§ **Page**
..........

A GOLF CART raced
through wide, clean tunnels under the Bird's Nest, Beijing's Olympic Stadium.
Volunteers jumped aside, lest they be flattened. Banners flapped in the little
vehicle's slipstream, and passengers gripped tiny handrails. Usain Bolt slid
right and left on the cushion of the passenger seat, the fastest man alive
going even faster. He wore Jamaica's colors—green, yellow and black—on a
T-shirt, and from his neck hung the Olympic 100-meter gold medal. "We
should race a 100 in the cart," said Bolt's agent, Ricky Simms, and Bolt
laughed in a youthful baritone from deep in his chest.
"That would
be fast, man," he said. "Very fast." They whipped around a corner,
buzzed up a concrete ramp and into the warm China night, bound for a car that
would drive Bolt back to the Olympic Village.
Fast has new
meaning now. Bolt did not just win the gold medal last Saturday night, he ran
away from the field in 9.69 seconds and broke his 11-week-old world record by
.03 of a second, despite letting up and celebrating the final 10 long strides,
making a joke of the concepts of competition and record-keeping. Not 400 meters
across a concrete courtyard from where Michael Phelps had redefined greatness
in water, Bolt did likewise on dry earth. "They are both freaks of nature;
there is no other way to put it," said Donovan Bailey, the Jamaican-born
Canadian who won the 100 meters at the 1996 Olympics and whose Olympic-record
time of 9.84 Bolt obliterated. "Usain is amazing, absolutely
amazing."

..........

§ **Data excerpts**
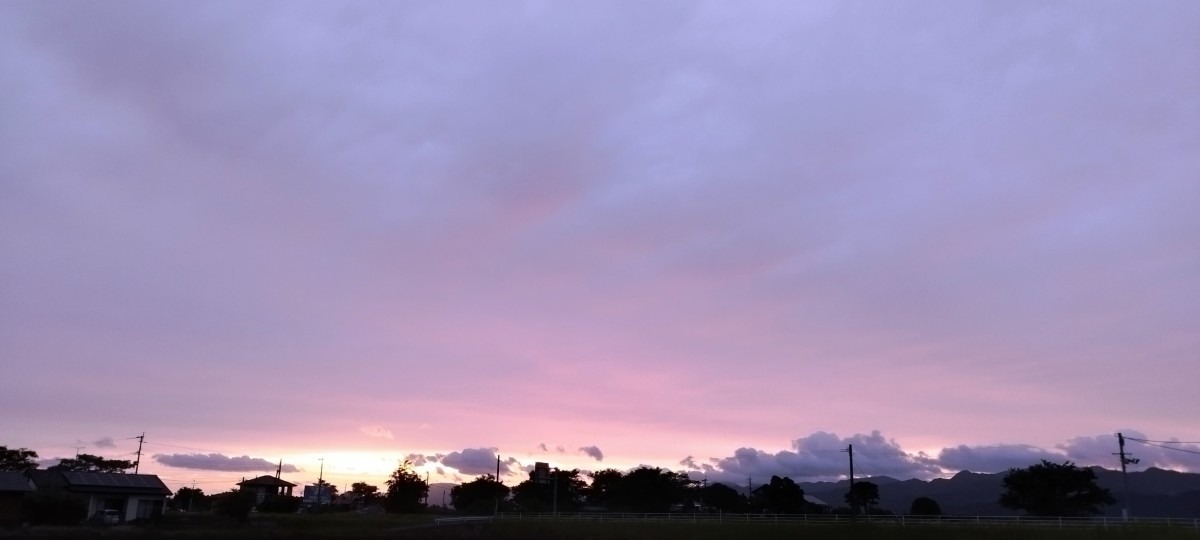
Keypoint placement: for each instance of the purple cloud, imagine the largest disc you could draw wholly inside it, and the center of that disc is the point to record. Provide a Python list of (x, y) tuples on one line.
[(593, 453), (221, 462)]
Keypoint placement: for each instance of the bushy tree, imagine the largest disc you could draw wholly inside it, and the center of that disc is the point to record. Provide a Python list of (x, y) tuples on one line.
[(276, 503), (1054, 490), (780, 496), (234, 504), (862, 496), (603, 487), (723, 498), (406, 491), (479, 496), (924, 507), (533, 497), (90, 463), (190, 498), (17, 459), (365, 492), (652, 490)]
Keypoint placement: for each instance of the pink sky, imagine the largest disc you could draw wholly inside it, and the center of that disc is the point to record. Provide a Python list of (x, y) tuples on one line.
[(729, 239)]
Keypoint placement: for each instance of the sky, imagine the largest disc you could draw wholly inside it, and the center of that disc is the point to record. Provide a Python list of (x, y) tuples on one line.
[(724, 238)]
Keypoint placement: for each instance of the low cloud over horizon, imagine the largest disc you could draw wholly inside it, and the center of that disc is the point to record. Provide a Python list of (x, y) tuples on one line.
[(659, 229), (221, 462), (822, 456)]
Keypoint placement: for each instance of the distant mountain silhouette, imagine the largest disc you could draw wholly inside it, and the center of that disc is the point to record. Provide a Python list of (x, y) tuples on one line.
[(1153, 492)]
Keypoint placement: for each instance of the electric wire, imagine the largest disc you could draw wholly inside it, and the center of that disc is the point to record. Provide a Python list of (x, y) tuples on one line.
[(1164, 447)]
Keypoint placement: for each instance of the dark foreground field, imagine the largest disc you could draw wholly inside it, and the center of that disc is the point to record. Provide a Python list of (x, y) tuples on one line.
[(423, 528)]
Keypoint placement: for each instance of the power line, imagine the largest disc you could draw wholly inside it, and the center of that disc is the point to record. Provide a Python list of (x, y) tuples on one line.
[(1161, 445), (185, 448), (1163, 442)]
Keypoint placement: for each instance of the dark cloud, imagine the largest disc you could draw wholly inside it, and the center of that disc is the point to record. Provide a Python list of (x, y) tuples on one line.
[(822, 456), (419, 460), (221, 462), (1101, 449), (593, 453), (982, 193), (477, 461), (993, 459)]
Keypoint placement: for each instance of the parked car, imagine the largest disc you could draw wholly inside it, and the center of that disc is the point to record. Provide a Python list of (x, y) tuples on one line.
[(106, 517)]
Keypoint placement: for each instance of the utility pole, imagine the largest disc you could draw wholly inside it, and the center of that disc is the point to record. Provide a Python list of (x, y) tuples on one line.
[(142, 438), (321, 479), (1125, 479), (850, 449), (496, 497)]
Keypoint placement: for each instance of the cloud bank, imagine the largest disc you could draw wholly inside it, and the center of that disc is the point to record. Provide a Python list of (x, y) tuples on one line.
[(221, 462), (822, 456)]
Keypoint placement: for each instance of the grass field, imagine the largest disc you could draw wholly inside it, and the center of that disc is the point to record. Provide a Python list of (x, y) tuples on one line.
[(349, 526)]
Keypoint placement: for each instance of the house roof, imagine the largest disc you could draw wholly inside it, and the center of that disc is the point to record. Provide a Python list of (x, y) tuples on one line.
[(115, 483), (15, 481), (264, 480), (46, 479)]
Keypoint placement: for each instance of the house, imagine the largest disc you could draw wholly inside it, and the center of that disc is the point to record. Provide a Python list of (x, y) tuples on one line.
[(264, 486), (13, 486), (318, 496), (131, 496)]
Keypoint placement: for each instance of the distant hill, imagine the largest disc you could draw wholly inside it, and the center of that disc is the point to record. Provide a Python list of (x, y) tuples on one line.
[(1153, 492)]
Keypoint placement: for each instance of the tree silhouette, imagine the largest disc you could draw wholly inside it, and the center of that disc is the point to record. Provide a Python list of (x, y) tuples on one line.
[(365, 492), (190, 498), (18, 459), (604, 486), (90, 463), (479, 496), (862, 496), (723, 498), (406, 491), (780, 496), (533, 497), (924, 507), (651, 490), (1054, 490)]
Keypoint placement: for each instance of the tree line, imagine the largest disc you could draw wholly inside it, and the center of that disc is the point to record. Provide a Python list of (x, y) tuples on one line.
[(1043, 490)]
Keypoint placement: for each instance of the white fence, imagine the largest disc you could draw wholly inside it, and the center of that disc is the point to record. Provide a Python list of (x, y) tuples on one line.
[(831, 520)]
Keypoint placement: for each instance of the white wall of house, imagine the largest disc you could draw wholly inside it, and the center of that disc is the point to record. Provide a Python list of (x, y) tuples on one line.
[(132, 507)]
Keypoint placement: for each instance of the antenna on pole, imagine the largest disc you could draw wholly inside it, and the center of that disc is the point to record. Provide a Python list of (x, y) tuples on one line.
[(1125, 478), (137, 465), (496, 508), (850, 449)]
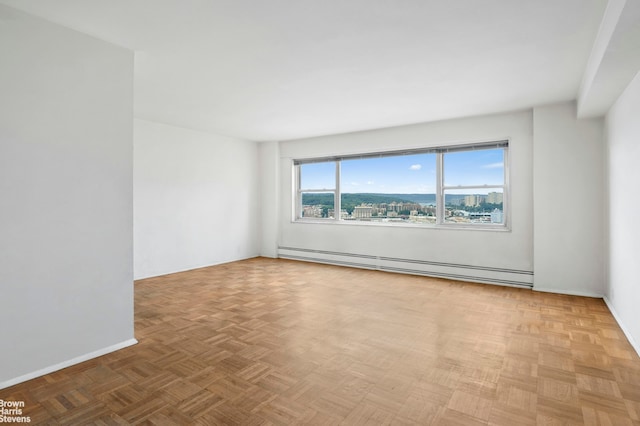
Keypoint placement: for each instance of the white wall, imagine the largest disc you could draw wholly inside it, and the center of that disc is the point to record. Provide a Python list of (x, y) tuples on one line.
[(623, 139), (66, 197), (568, 169), (269, 157), (511, 250), (195, 199)]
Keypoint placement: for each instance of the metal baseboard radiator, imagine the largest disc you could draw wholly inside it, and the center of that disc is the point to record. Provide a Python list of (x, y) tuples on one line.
[(454, 271)]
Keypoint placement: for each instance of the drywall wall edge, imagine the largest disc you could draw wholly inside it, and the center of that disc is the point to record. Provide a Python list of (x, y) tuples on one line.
[(68, 363)]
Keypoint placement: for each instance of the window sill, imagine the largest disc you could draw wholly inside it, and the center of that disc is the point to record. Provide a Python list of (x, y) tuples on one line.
[(445, 226)]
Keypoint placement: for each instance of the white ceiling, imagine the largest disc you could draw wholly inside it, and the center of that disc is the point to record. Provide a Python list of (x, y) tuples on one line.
[(287, 69)]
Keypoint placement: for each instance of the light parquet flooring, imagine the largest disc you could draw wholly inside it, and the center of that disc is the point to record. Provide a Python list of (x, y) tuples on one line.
[(267, 341)]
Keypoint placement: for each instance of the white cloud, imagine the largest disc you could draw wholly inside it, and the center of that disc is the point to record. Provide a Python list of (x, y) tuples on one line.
[(493, 166)]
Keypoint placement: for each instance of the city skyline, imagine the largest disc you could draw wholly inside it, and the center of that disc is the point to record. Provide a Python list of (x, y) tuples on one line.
[(407, 174)]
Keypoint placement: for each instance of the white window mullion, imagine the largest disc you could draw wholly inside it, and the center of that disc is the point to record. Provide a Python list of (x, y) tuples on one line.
[(440, 208), (337, 203)]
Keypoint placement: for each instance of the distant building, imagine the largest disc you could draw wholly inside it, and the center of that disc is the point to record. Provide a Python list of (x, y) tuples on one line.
[(496, 216), (494, 198), (362, 212), (470, 200)]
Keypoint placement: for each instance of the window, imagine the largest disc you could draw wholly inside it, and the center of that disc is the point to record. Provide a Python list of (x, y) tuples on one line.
[(443, 186)]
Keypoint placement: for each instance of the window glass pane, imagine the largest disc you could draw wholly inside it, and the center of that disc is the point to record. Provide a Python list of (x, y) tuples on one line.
[(317, 205), (391, 189), (471, 168), (318, 175), (477, 205)]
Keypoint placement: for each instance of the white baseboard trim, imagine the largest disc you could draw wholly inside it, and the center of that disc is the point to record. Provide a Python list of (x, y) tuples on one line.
[(626, 332), (68, 363), (567, 292)]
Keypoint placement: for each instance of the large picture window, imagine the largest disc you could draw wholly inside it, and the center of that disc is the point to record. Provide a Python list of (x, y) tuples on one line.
[(444, 186)]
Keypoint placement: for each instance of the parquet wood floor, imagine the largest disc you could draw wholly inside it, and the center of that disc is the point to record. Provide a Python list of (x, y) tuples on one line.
[(267, 341)]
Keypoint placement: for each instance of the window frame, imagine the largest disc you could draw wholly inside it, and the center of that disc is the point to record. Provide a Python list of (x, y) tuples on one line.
[(441, 187)]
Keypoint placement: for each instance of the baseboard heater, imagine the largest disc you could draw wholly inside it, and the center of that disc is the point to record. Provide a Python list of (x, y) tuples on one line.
[(455, 271)]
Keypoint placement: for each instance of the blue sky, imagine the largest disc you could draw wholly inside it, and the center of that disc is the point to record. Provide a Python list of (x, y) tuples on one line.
[(407, 174)]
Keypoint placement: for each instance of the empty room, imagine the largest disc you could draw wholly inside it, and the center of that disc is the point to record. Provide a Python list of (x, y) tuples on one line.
[(320, 212)]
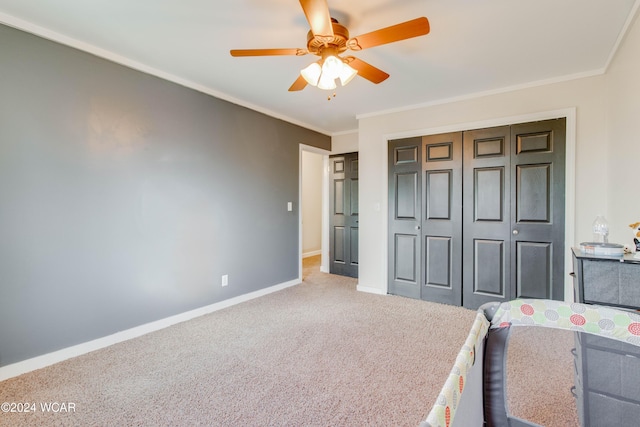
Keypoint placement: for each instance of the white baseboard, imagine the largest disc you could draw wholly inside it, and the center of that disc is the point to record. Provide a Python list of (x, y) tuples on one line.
[(49, 359), (370, 290), (312, 253)]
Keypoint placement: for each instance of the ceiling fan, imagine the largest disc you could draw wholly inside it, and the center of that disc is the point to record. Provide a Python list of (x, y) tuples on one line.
[(328, 39)]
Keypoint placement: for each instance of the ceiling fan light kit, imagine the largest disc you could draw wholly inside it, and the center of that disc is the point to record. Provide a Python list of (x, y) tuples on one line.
[(328, 39)]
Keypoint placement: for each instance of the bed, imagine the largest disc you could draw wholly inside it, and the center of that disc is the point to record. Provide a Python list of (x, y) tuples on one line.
[(595, 349)]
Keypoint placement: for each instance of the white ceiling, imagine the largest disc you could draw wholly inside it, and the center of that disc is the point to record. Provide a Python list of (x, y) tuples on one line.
[(475, 46)]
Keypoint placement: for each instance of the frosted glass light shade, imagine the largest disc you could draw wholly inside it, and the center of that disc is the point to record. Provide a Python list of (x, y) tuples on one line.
[(347, 74), (312, 73), (332, 67)]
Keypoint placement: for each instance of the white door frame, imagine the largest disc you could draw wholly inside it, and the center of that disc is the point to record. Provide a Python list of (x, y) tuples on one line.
[(324, 266)]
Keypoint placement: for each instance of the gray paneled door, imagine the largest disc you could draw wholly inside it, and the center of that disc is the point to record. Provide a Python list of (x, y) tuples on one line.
[(478, 216), (405, 217), (442, 218), (343, 206)]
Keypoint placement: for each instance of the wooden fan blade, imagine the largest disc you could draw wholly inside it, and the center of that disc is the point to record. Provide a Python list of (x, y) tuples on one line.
[(406, 30), (317, 13), (267, 52), (299, 84), (368, 71)]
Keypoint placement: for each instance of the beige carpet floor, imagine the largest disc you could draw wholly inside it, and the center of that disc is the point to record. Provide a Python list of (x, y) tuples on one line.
[(316, 354)]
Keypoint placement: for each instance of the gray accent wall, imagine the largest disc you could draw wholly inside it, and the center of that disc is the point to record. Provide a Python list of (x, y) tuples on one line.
[(124, 198)]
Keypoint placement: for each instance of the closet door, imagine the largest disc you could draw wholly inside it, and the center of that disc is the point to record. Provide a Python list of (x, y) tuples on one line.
[(487, 216), (442, 218), (344, 208), (513, 226), (405, 213), (537, 213)]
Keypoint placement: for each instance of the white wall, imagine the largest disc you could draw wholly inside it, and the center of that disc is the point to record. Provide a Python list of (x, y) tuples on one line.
[(584, 95), (623, 120), (344, 143), (312, 168)]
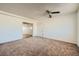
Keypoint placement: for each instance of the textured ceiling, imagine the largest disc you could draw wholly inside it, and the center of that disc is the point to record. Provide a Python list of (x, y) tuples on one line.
[(37, 11)]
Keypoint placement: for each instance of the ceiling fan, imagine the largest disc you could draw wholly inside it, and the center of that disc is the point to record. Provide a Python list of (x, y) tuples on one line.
[(50, 13)]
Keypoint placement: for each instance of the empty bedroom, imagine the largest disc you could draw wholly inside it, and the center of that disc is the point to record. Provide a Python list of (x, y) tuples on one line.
[(39, 29)]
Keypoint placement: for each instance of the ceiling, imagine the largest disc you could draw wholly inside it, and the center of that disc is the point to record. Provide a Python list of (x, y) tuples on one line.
[(37, 11)]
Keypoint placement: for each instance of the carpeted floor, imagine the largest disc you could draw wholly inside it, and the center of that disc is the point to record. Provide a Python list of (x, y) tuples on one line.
[(37, 46)]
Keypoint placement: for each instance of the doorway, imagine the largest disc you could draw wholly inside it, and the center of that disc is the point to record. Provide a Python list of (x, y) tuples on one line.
[(27, 30)]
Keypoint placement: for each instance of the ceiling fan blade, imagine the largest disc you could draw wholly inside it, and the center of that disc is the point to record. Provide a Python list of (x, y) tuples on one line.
[(48, 11), (55, 12)]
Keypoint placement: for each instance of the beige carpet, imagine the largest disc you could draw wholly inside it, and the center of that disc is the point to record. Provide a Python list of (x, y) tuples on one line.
[(36, 46)]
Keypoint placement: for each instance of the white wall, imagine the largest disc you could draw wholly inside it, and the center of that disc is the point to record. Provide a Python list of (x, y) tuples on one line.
[(78, 28), (11, 27), (27, 29), (60, 27)]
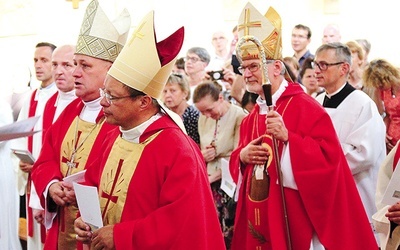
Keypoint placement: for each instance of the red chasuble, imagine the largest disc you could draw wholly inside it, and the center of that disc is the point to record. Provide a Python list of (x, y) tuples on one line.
[(51, 165), (156, 192), (48, 115), (326, 201)]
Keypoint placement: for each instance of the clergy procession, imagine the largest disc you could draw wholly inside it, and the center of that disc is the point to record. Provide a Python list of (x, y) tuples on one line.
[(134, 150)]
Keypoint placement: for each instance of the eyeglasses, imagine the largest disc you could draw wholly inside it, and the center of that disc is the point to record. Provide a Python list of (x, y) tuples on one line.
[(192, 59), (252, 67), (323, 65), (299, 36), (110, 98)]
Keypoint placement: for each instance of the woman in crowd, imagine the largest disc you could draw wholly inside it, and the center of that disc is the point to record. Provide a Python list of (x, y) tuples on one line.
[(219, 125), (175, 95), (385, 78)]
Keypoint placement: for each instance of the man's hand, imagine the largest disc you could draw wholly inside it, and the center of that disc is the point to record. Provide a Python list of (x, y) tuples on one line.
[(83, 232), (69, 193), (209, 153), (25, 167), (393, 213), (103, 238), (56, 192), (254, 153), (276, 127), (38, 214)]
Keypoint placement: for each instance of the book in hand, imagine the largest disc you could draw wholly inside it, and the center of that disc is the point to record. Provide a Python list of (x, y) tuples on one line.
[(24, 155), (18, 129)]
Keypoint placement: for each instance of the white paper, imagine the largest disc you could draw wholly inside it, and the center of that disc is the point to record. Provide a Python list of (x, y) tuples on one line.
[(18, 129), (392, 193), (89, 205), (227, 183), (77, 177), (24, 155)]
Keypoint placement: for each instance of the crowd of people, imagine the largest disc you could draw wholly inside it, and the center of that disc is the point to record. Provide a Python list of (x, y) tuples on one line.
[(240, 148)]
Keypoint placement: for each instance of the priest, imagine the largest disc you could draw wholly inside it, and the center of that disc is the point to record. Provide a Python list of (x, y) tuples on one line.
[(295, 187), (74, 140), (152, 181)]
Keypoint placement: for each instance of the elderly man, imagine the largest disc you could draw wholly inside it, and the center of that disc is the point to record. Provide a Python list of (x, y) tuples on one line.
[(358, 124), (34, 106), (294, 176), (73, 141), (153, 188), (62, 68)]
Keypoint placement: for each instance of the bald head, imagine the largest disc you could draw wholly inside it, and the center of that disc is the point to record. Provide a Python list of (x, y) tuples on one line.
[(63, 67)]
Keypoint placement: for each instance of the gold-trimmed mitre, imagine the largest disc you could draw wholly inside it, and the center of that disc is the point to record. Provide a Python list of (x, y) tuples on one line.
[(145, 64), (267, 29), (100, 37)]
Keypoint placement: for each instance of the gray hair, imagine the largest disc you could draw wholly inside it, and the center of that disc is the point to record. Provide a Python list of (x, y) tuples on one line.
[(200, 52), (342, 51)]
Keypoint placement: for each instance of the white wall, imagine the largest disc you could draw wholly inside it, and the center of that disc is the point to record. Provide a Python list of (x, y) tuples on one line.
[(23, 23)]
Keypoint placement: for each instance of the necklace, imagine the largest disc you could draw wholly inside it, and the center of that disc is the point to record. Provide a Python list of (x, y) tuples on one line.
[(71, 162), (215, 134)]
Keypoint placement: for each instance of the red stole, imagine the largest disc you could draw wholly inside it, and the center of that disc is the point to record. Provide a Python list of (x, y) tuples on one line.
[(396, 157), (31, 113), (49, 112)]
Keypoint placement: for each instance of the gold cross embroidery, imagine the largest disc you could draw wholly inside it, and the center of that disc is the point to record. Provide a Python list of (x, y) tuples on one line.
[(247, 24), (137, 34)]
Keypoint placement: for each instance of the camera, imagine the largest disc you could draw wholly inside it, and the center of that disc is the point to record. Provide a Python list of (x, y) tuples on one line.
[(216, 75)]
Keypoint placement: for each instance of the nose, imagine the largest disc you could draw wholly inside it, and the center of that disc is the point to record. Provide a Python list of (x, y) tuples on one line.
[(247, 72), (77, 72), (57, 70), (103, 102)]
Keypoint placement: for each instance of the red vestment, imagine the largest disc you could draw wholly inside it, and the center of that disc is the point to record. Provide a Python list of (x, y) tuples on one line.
[(167, 201), (46, 123), (48, 165), (326, 201)]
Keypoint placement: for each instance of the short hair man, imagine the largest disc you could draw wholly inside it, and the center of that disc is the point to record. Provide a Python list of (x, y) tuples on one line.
[(62, 68), (301, 38), (196, 61), (359, 126), (34, 106), (331, 34), (300, 133), (73, 141), (153, 188)]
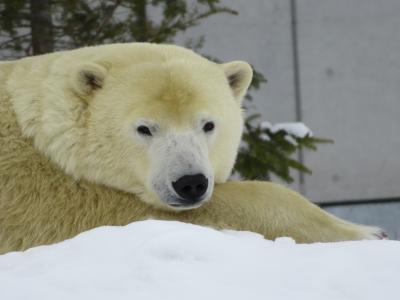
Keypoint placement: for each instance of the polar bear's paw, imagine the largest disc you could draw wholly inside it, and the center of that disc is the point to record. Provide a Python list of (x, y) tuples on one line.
[(373, 233)]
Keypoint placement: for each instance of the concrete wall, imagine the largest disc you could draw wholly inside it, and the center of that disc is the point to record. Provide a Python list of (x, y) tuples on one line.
[(349, 59)]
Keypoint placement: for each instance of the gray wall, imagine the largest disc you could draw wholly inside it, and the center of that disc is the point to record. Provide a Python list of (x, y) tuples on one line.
[(349, 58)]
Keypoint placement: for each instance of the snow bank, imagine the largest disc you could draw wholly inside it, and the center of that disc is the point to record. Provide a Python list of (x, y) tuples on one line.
[(297, 129), (172, 260)]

..........

§ **Given request**
Please write out the Usain Bolt passage again, starting with "A GOLF CART" and going on through "the Olympic Village.", and swap "Bird's Nest" for "National Stadium" as you go. The rows aren't needed here.

§ **Answer to this exercise**
A GOLF CART raced
through wide, clean tunnels under the National Stadium, Beijing's Olympic Stadium.
Volunteers jumped aside, lest they be flattened. Banners flapped in the little
vehicle's slipstream, and passengers gripped tiny handrails. Usain Bolt slid
right and left on the cushion of the passenger seat, the fastest man alive
going even faster. He wore Jamaica's colors—green, yellow and black—on a
T-shirt, and from his neck hung the Olympic 100-meter gold medal. "We
should race a 100 in the cart," said Bolt's agent, Ricky Simms, and Bolt
laughed in a youthful baritone from deep in his chest.
"That would
be fast, man," he said. "Very fast." They whipped around a corner,
buzzed up a concrete ramp and into the warm China night, bound for a car that
would drive Bolt back to the Olympic Village.